EXERCISE DETAILS:
Give the lines of each of the following items as a numbered list, omitting any blank lines.

___ ENTRIES SUPPLIED ___

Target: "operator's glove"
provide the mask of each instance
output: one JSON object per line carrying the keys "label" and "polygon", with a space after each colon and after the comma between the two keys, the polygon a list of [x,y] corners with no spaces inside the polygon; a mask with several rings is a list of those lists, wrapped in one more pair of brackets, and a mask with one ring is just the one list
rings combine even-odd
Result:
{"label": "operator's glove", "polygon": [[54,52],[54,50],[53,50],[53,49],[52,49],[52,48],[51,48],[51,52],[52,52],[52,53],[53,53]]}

___

SOLUTION TO THE EXERCISE:
1. Target: "operator's glove"
2. provide the mask of each instance
3. output: one JSON object per line carrying the keys "label" and "polygon", with a space after each colon and after the comma between the two keys, the polygon a list of [x,y] corners with no spaces inside the polygon; a mask with several rings is a list of those lists, wrapped in one more pair of brackets, and a mask with one ring is just the one list
4. rings combine even-odd
5. Result:
6. {"label": "operator's glove", "polygon": [[54,52],[54,50],[53,50],[53,49],[52,49],[52,48],[51,48],[51,52],[52,52],[52,53],[53,53]]}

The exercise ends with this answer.